_To be done_
Switch every "instance" in the data below to "occurrence", and leave all other text unchanged.

_Dataset extract_
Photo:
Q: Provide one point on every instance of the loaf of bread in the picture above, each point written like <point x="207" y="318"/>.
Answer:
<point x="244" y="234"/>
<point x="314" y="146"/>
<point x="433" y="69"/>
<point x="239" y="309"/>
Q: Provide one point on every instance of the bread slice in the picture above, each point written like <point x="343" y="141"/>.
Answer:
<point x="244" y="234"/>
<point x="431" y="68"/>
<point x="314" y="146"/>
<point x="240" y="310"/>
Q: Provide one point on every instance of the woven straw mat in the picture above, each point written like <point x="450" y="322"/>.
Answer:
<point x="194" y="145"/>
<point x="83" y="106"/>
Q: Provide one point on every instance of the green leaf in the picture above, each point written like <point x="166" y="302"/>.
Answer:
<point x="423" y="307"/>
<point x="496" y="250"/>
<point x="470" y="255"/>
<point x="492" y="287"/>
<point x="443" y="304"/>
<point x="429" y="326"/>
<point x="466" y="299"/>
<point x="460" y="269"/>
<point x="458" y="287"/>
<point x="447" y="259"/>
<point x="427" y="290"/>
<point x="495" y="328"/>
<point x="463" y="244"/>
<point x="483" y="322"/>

_Correct response_
Photo:
Q: Provide one point on every occurrence of the loaf of bread in the picture above, each point written like <point x="207" y="318"/>.
Answer:
<point x="244" y="234"/>
<point x="314" y="146"/>
<point x="433" y="69"/>
<point x="239" y="309"/>
Q: Provide one point on every occurrence of the bread slice in the picture above, each point written like <point x="343" y="141"/>.
Answer:
<point x="244" y="234"/>
<point x="431" y="68"/>
<point x="314" y="146"/>
<point x="240" y="310"/>
Q: Provide one point on every occurrence of the woven straw mat in the picture above, each point written like <point x="450" y="322"/>.
Answer:
<point x="194" y="145"/>
<point x="83" y="106"/>
Q: Provide one point on every occurrence of the green leaf in the picture above, each point written like <point x="166" y="302"/>.
Answer:
<point x="423" y="307"/>
<point x="496" y="250"/>
<point x="470" y="255"/>
<point x="492" y="287"/>
<point x="443" y="304"/>
<point x="429" y="326"/>
<point x="466" y="299"/>
<point x="460" y="269"/>
<point x="458" y="287"/>
<point x="447" y="259"/>
<point x="427" y="290"/>
<point x="495" y="328"/>
<point x="463" y="244"/>
<point x="483" y="322"/>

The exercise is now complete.